On Thursday night, the government ordered the closing of the borders to stop even Argentines from going out and into the country until the quarantine ends. At the same time, Fernández, who has publicly conceded his strategy will put the economy in a bigger hole, has said that he expects cases to peak in the first half of May and is willing to extend the lockdown that ends March 31 if needed.
In Argentina, a land of chronic financial crisis and fiercely divisive politics, the challenge of tackling the coronavirus is bringing an unusual sense of unity. Fernández stood together with leaders from different ends of the political spectrum for the March 19 lockdown announcement, a rare display of consensus made all the more unlikely given that the country is enduring a third year of economic crisis and again flirting with default.
UNDER THE SHADOW
Beyond purely humanitarian motives, the show of consensus hands the president an opportunity to emerge from the shadow of his vice-president, Cristina Fernández de Kirchner, the twotime former president who was instrumental in catapulting him to victory last October.
“A mass external shock that makes things terrible everywhere, instead of just where you are, can be politically useful,” said Daniel Lansberg-Rodríguez, a geopolitical risk analyst who teaches at Northwestern University’s Kellogg School of Management. “The early adopters were often the leaders who were most ready to change the conversation.”
Polls shows a majority of Argentines approving the government's response. Still, it’s a huge gamble for Fernández. While the wealthy can sit out the crisis working from home, that’s not a luxury afforded the less well-off who make up his base. As of 2018, almost half of Argentine workers were in the informal economy, according to the research institute at the Catholic University of Argentina (UCA), including jobs like street vendors and household workers.

[Stored data]
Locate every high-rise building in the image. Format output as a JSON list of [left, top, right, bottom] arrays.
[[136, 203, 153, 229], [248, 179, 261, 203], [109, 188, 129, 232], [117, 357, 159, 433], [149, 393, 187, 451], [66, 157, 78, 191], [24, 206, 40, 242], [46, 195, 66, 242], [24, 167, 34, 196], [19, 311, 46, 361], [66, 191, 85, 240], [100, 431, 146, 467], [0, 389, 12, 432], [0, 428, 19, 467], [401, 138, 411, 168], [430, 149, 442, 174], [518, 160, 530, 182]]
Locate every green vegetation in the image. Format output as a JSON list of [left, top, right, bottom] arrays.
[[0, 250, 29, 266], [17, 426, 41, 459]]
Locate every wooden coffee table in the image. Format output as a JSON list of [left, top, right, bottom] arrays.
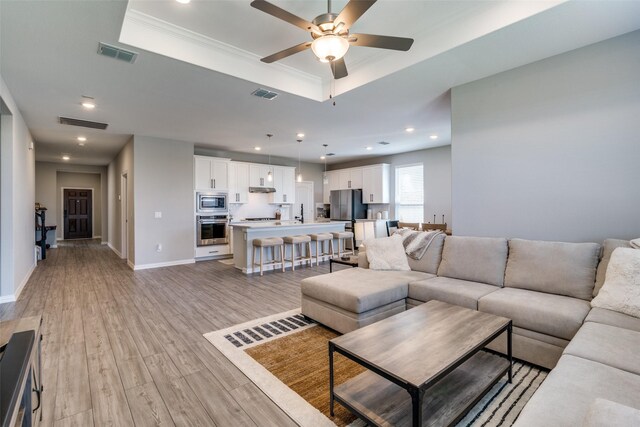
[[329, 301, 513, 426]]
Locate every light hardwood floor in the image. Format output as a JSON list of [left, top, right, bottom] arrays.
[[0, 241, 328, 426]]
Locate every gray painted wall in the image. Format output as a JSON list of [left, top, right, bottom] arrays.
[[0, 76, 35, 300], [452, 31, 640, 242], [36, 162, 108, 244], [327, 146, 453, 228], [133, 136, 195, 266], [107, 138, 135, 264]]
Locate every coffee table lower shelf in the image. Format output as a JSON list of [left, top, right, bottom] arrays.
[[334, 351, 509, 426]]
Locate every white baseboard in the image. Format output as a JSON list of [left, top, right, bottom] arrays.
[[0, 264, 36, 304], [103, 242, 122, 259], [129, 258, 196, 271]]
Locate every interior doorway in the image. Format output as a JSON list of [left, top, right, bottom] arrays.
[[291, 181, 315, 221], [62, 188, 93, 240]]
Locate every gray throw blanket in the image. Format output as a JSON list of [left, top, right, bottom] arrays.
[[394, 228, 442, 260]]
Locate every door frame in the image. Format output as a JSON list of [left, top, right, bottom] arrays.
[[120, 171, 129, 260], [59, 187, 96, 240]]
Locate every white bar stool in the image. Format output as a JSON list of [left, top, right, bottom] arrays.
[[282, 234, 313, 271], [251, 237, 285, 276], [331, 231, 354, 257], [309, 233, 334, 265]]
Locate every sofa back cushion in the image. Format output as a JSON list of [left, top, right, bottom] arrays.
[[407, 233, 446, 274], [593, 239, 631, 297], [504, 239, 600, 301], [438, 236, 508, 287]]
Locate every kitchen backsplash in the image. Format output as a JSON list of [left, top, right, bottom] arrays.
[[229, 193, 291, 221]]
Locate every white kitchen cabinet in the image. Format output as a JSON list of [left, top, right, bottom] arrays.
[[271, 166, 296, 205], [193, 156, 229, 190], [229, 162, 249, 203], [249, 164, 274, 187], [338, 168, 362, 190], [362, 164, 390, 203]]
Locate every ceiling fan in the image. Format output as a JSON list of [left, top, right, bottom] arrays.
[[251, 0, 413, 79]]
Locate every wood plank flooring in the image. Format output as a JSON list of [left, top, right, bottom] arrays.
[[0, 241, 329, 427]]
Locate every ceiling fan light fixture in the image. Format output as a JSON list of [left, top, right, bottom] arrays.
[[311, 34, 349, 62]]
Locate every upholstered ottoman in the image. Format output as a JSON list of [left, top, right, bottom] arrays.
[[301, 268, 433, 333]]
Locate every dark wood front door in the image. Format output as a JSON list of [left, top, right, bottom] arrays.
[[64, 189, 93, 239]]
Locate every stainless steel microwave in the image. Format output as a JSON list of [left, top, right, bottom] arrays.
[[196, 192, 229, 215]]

...

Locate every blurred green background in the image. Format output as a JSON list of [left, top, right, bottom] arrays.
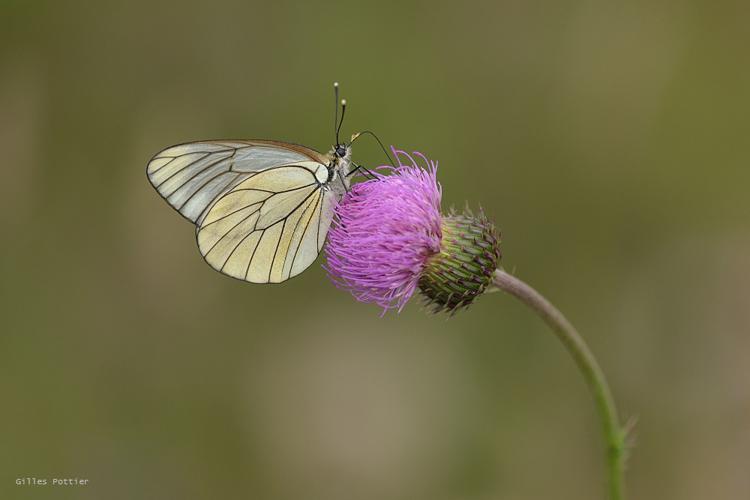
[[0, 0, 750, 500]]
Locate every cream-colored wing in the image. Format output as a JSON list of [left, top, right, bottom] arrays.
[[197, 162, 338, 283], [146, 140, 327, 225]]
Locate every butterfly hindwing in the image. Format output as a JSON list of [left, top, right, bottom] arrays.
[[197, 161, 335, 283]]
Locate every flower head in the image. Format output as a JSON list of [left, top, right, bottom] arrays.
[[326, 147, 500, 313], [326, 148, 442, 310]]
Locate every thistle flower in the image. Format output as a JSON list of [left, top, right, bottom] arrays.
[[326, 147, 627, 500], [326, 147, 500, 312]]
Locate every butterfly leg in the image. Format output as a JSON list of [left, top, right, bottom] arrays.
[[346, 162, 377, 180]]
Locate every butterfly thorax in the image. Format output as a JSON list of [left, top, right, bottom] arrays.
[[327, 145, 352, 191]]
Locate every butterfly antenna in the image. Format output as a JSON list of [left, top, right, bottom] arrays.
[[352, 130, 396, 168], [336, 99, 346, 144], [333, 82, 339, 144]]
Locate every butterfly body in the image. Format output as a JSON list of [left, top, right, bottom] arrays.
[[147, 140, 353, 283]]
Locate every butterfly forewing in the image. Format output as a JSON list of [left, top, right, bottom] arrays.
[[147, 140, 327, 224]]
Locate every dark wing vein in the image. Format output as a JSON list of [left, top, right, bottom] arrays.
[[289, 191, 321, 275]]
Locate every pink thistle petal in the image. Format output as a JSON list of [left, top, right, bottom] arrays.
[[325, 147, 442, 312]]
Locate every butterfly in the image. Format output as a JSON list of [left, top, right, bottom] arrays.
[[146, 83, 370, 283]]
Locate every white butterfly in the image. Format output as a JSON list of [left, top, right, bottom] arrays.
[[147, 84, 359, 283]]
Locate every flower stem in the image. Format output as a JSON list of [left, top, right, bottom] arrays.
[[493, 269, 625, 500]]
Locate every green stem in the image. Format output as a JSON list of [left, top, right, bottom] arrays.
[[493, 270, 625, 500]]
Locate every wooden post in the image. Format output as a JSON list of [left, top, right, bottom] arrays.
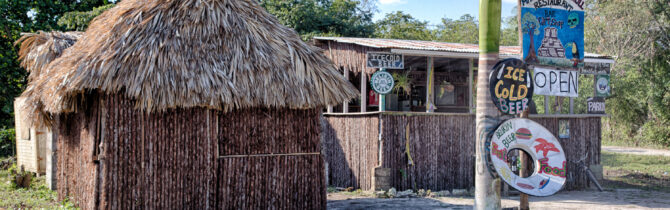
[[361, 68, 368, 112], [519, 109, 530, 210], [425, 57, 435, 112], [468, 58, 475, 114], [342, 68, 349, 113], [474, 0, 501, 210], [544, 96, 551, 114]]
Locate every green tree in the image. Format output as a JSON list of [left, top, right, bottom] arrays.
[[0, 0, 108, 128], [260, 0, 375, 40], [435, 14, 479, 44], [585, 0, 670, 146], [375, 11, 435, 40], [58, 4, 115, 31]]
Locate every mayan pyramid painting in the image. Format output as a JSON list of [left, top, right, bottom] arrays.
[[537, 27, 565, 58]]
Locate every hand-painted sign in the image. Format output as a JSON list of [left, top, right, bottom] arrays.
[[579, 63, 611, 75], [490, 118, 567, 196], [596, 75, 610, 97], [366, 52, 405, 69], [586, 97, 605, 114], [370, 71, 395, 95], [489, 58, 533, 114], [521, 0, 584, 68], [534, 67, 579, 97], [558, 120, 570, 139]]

--

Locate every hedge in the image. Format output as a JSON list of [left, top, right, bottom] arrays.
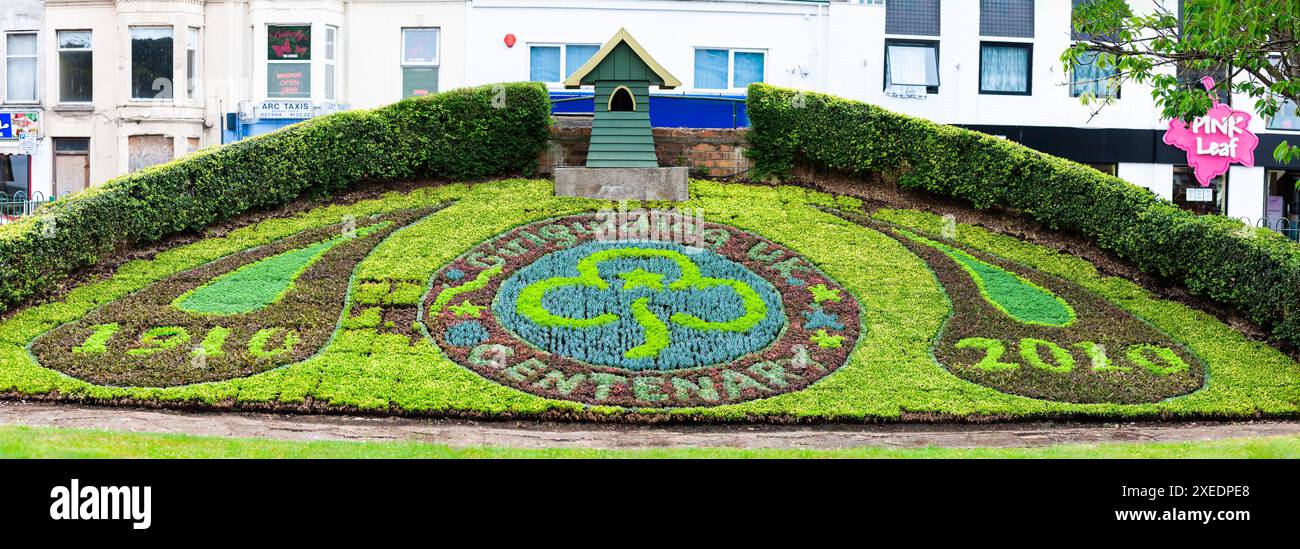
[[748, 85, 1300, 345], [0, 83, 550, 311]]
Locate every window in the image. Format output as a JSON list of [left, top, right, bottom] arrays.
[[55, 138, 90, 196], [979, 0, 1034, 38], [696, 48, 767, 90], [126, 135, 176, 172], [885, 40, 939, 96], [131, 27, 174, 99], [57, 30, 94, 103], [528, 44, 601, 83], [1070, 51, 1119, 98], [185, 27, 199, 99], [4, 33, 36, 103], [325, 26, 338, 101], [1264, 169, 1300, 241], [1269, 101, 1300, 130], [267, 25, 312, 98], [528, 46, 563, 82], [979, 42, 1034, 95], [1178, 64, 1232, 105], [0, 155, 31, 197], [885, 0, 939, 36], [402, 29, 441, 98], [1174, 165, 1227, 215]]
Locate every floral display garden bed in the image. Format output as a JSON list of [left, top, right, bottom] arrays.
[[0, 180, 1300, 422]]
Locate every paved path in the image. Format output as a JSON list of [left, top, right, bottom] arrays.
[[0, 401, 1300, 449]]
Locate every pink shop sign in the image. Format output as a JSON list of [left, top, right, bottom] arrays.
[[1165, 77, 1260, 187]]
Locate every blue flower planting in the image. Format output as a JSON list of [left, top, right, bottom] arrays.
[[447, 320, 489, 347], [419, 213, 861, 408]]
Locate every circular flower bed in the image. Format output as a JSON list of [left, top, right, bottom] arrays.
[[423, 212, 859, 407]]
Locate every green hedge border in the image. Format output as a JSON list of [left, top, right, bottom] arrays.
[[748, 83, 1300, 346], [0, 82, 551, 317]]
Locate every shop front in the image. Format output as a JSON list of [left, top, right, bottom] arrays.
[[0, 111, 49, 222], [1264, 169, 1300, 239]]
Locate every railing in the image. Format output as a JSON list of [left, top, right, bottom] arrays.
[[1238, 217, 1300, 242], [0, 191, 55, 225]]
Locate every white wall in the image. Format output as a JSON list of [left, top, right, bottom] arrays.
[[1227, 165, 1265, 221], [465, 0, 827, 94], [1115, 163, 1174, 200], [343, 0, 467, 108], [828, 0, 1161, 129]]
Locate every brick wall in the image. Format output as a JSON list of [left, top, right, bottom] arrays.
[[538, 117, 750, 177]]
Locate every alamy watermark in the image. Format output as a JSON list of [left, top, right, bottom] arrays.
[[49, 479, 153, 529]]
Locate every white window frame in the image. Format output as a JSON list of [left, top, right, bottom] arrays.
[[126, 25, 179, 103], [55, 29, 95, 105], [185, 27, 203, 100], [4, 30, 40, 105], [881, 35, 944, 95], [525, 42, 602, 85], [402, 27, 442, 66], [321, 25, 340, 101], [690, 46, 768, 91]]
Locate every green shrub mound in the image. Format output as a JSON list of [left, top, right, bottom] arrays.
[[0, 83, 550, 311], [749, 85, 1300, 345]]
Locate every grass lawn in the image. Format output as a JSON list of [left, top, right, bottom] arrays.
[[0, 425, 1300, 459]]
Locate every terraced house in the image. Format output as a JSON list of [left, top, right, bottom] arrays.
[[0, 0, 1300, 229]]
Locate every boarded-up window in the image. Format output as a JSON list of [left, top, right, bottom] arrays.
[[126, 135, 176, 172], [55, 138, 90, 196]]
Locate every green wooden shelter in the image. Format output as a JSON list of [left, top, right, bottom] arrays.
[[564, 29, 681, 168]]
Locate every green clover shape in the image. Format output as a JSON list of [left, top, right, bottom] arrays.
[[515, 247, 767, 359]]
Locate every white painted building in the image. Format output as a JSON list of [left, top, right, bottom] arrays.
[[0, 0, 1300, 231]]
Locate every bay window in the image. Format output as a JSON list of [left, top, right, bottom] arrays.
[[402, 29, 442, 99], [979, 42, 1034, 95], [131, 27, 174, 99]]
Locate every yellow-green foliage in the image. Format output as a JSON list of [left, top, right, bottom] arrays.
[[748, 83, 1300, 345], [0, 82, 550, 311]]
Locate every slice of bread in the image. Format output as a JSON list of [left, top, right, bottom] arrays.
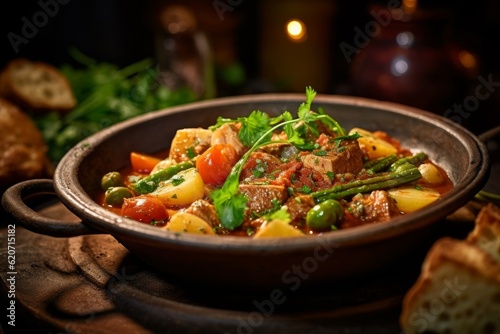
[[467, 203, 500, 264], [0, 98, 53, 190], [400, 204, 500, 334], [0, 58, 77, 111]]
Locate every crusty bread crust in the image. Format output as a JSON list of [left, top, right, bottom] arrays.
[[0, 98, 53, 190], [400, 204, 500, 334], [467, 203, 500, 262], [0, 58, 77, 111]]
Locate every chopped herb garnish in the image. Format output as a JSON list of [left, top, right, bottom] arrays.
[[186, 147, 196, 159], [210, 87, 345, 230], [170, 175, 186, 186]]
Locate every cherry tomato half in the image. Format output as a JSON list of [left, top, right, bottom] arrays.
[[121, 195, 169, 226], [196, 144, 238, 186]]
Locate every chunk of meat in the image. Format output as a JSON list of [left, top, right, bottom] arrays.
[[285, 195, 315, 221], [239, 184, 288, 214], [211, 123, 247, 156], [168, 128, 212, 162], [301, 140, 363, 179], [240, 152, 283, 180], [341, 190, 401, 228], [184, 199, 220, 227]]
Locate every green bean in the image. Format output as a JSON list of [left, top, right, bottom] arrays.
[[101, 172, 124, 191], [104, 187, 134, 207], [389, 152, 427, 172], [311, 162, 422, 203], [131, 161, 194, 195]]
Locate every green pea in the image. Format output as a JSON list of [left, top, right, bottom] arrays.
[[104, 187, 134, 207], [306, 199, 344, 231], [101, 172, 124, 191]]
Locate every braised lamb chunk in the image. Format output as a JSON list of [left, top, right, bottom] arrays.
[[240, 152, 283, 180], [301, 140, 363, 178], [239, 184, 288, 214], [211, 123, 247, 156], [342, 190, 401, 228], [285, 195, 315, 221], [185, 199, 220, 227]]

# [What you will do]
1. In the article on Argentina's lockdown, when does Fernández expect coronavirus cases to peak?
2. Copy the passage of the article on Argentina's lockdown starting at "On Thursday night, the" and ending at "flirting with default.".

# [Solutions to the tasks]
1. In the first half of May.

2.
On Thursday night, the government ordered the closing of the borders to stop even Argentines from going out and into the country until the quarantine ends. At the same time, Fernández, who has publicly conceded his strategy will put the economy in a bigger hole, has said that he expects cases to peak in the first half of May and is willing to extend the lockdown that ends March 31 if needed.
In Argentina, a land of chronic financial crisis and fiercely divisive politics, the challenge of tackling the coronavirus is bringing an unusual sense of unity. Fernández stood together with leaders from different ends of the political spectrum for the March 19 lockdown announcement, a rare display of consensus made all the more unlikely given that the country is enduring a third year of economic crisis and again flirting with default.